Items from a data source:
-- -- --

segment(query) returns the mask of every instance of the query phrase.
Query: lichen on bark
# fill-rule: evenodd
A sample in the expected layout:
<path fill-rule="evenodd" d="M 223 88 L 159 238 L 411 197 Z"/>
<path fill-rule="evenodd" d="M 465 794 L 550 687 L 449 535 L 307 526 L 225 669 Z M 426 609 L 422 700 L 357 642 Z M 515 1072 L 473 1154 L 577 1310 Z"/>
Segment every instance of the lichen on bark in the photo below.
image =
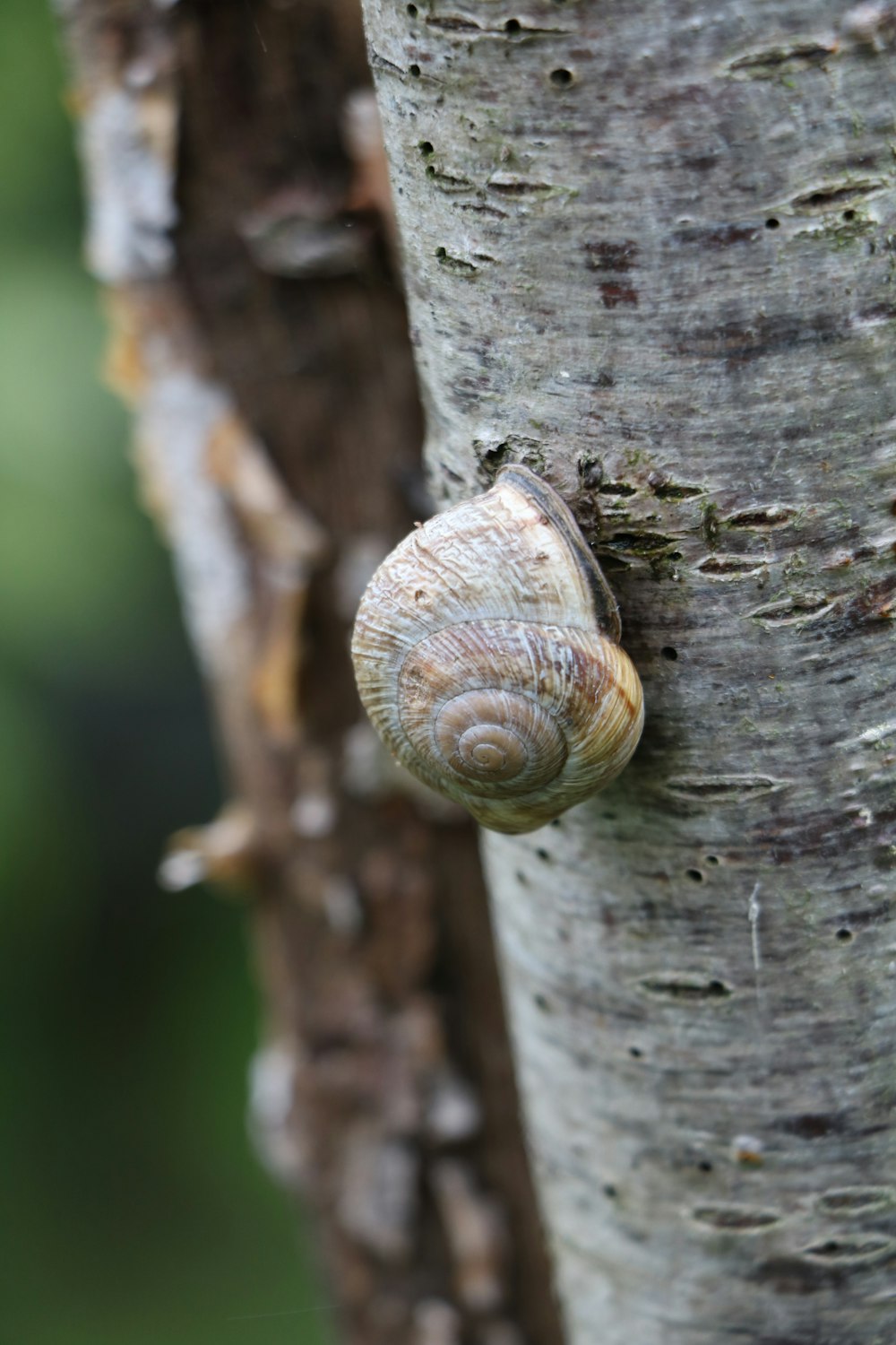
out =
<path fill-rule="evenodd" d="M 365 22 L 434 496 L 541 472 L 645 686 L 610 791 L 484 841 L 570 1345 L 883 1345 L 889 11 Z"/>

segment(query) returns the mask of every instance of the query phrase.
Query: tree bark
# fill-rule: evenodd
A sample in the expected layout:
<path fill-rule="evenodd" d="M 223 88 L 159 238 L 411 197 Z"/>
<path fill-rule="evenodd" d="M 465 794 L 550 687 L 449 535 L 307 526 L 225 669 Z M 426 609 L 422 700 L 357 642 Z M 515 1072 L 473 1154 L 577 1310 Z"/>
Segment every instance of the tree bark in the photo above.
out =
<path fill-rule="evenodd" d="M 883 1345 L 893 12 L 364 8 L 433 494 L 544 475 L 645 689 L 484 838 L 568 1345 Z"/>
<path fill-rule="evenodd" d="M 351 1345 L 557 1345 L 473 829 L 396 788 L 348 659 L 427 508 L 360 12 L 62 8 L 109 373 L 231 795 L 161 877 L 255 898 L 253 1134 Z"/>

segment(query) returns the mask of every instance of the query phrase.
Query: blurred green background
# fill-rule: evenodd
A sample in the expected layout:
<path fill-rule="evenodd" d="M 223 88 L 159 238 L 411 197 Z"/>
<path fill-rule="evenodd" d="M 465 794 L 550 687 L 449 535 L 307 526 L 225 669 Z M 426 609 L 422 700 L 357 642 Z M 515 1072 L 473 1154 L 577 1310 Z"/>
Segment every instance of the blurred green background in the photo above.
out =
<path fill-rule="evenodd" d="M 98 382 L 63 86 L 44 4 L 3 0 L 0 1341 L 317 1345 L 293 1208 L 246 1139 L 243 912 L 154 884 L 220 787 Z"/>

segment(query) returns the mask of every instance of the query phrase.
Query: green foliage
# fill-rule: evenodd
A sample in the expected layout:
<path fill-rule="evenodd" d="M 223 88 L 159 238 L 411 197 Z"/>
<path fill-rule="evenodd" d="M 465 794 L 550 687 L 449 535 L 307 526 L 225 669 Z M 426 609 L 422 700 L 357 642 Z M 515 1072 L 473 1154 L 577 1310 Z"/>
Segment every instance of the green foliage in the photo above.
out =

-- -- --

§ **STATED PROBLEM**:
Quote every line of the entries above exactly, leaving out the pictures.

§ **EXERCISE RESULT**:
segment(query) returns the mask of every instance of the query phrase.
Query: lichen on bark
# fill-rule: evenodd
A sample in the expected layout:
<path fill-rule="evenodd" d="M 223 88 L 159 238 L 411 197 Z"/>
<path fill-rule="evenodd" d="M 465 794 L 550 687 L 449 535 L 307 526 L 225 669 Z M 426 609 L 422 700 L 357 642 Z M 515 1072 L 473 1154 L 577 1310 Z"/>
Segment every instance of the lichen on bark in the photo below.
image =
out =
<path fill-rule="evenodd" d="M 365 22 L 434 496 L 541 472 L 645 686 L 610 791 L 484 841 L 570 1345 L 883 1345 L 889 11 Z"/>

segment(query) returns the mask of every instance of the query phrase.
Query: tree bark
# fill-rule: evenodd
A sample in the expected layout:
<path fill-rule="evenodd" d="M 223 88 L 159 238 L 411 197 Z"/>
<path fill-rule="evenodd" d="M 465 794 L 550 687 L 449 535 L 307 526 L 225 669 Z M 426 609 L 422 700 L 357 642 Z M 515 1072 L 473 1154 L 577 1310 Z"/>
Segment every instance of the tree bark in the photo above.
out =
<path fill-rule="evenodd" d="M 883 1345 L 893 12 L 364 8 L 433 494 L 544 475 L 645 689 L 484 838 L 568 1345 Z"/>
<path fill-rule="evenodd" d="M 351 1345 L 557 1345 L 473 829 L 396 788 L 348 659 L 427 508 L 360 12 L 62 8 L 109 373 L 231 795 L 161 877 L 255 898 L 253 1134 Z"/>

segment(query) returns the mask of every instance of the query phrase.
Query: blurred green background
# fill-rule: evenodd
A sample in the expected layout:
<path fill-rule="evenodd" d="M 223 88 L 159 238 L 411 197 Z"/>
<path fill-rule="evenodd" d="M 465 794 L 550 687 L 449 535 L 307 526 L 225 669 Z M 426 609 L 422 700 L 357 642 Z M 515 1072 L 473 1154 L 577 1310 Z"/>
Segment every instance of the blurred green background in the photo above.
out =
<path fill-rule="evenodd" d="M 98 382 L 63 86 L 44 4 L 3 0 L 0 1341 L 317 1345 L 293 1208 L 246 1139 L 243 912 L 154 884 L 220 787 Z"/>

segment(query) returns the mask of every instance of the query phrase.
Query: green foliage
# fill-rule: evenodd
A sample in the expected layout:
<path fill-rule="evenodd" d="M 223 88 L 159 238 L 411 197 Z"/>
<path fill-rule="evenodd" d="M 465 794 L 550 687 L 449 535 L 307 526 L 225 669 Z M 426 609 L 422 700 L 357 642 Z M 515 1072 L 473 1154 L 577 1310 Z"/>
Segment every instance of the green foliage in the photo above.
out =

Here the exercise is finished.